TEXTO APRESENTADO
■ ■ ■ ■
Bom seria, que o projecto de texto final para substituição do “velhinho” Regulamento (CE) Nº1493/1999 fosse ainda apresentado e discutido, em plena presidência portuguesa do Conselho Europeu. Mais não seja pela potencial visibilidade do tema em terras Lusitanas, facto que poderia acrescentar algum “brainstroming nacional” à questão.
Desta vez, perante mais uma investida da União Europeia (UE) sobre a fileira do vinho, cabe-nos a nós, Portugueses, defendê-la racional e afincadamente, pois, a mesma é crucial para a nossa agricultura, indústria, secular na nossa existência e basilar na nossa economia. Logo, daqueles que têm, tiveram, ou pensam vir a ter rendimentos provenientes da vinha e do vinho, devem emergir sugestões e/ou análises críticas para aquilo que deve ser uma nova OCM Vitivinícola, em que os nossos reais e legítimos interesses não sejam mais uma vez subjugados aos tradicionais “tubarões da Europa” .
■ ■ ■ ■
DADOS EM BRUTO
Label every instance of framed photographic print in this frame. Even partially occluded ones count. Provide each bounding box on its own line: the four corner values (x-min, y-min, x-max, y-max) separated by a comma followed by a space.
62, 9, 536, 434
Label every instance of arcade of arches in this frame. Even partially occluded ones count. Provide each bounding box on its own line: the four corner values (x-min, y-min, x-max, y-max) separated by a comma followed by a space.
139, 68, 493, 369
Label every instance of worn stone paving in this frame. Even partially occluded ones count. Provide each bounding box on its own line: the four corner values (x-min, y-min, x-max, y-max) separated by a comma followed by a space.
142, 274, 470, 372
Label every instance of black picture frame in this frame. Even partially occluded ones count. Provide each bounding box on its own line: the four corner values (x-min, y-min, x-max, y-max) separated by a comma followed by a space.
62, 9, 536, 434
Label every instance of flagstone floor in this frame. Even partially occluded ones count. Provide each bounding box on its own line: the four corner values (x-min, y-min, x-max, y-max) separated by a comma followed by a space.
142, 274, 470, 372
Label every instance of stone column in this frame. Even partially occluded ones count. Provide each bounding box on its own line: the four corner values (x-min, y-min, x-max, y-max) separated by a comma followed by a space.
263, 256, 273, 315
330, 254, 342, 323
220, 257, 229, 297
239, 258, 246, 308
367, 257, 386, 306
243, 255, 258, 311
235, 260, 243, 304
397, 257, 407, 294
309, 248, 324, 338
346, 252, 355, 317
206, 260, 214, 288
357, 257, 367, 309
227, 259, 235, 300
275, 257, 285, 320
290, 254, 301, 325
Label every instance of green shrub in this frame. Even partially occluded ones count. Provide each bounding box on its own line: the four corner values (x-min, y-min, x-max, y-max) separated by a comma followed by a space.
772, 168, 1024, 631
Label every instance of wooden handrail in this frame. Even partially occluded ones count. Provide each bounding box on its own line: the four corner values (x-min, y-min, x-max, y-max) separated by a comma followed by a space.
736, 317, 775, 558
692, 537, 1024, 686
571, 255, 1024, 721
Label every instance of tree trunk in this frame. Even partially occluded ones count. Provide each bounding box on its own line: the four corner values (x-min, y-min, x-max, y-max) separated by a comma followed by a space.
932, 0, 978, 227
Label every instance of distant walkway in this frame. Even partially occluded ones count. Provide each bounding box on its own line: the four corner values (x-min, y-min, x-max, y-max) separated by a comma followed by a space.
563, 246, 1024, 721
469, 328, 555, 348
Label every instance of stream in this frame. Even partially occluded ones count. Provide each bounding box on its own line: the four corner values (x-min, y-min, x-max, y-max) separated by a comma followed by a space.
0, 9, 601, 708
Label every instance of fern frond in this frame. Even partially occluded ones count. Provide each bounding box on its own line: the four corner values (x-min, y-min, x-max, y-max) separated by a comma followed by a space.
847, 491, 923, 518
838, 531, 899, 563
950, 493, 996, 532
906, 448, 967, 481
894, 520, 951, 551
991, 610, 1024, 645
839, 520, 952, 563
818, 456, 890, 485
■ ■ ■ ■
TAREFAS PROPOSTAS
- 1) Reescreva em forma de lista o parágrafo do texto sobre a fileira do vinho que começa por "Desta vez, perante mais uma investida", mantendo os factos principais.
- 2) Responda a estas perguntas com base no texto sobre a fileira do vinho:
(a) Que regulamento deverá ser substituído pelo projecto de texto final?
(b) Durante que presidência seria bom apresentar e discutir esse projecto?
(c) Segundo o texto, de quem devem emergir sugestões e/ou análises críticas?
- 3) Retome o texto sobre a fileira do vinho a seguir à última frase apresentada e continue-o com um novo parágrafo.
As entradas constituem material à parte, sem ligação ao texto sobre a fileira do vinho.

RESPOSTAS ÀS TAREFAS
- 1)
- Perante mais uma investida da União Europeia sobre a fileira do vinho, cabe aos portugueses defendê-la de forma racional e afincada.
- A fileira é crucial para a agricultura e a indústria, secular na existência do país e basilar na sua economia.
- Quem tem, teve ou pensa vir a ter rendimentos da vinha e do vinho deve apresentar sugestões e/ou análises críticas para a nova OCM Vitivinícola.
- Os interesses reais e legítimos dos portugueses não devem voltar a ser subjugados aos "tubarões da Europa".

- 2)
(a) O Regulamento (CE) Nº1493/1999.
(b) Durante a presidência portuguesa do Conselho Europeu.
(c) Daqueles que têm, tiveram ou pensam vir a ter rendimentos provenientes da vinha e do vinho.

- 3)
Contudo, enquanto se espera pela proposta integral de reforma, as linhas mestras vão sendo conhecidas através de declarações da comissária europeia da Agricultura, Mariann Fischer-Boel. É partindo destas intervenções que me permito tecer algumas considerações;
1-“Não podemos continuar a incentivar a produção de milhões de hectolitros que não se consomem, se não combatermos esse decréscimo de consumo vamos ter problemas”
Mariann Fischer-Boel Douro 09/2006
Ao produzir esta afirmação, a Comissária Europeia da Agricultura dá o mote para a necessidade da referida reforma. Porém, tal declaração embarca duas das vertentes do paradigma no sector, produção e comercialização. Apesar de interligadas, tem problemáticas diferentes, por isso, são dignas de ser analisadas separadamente.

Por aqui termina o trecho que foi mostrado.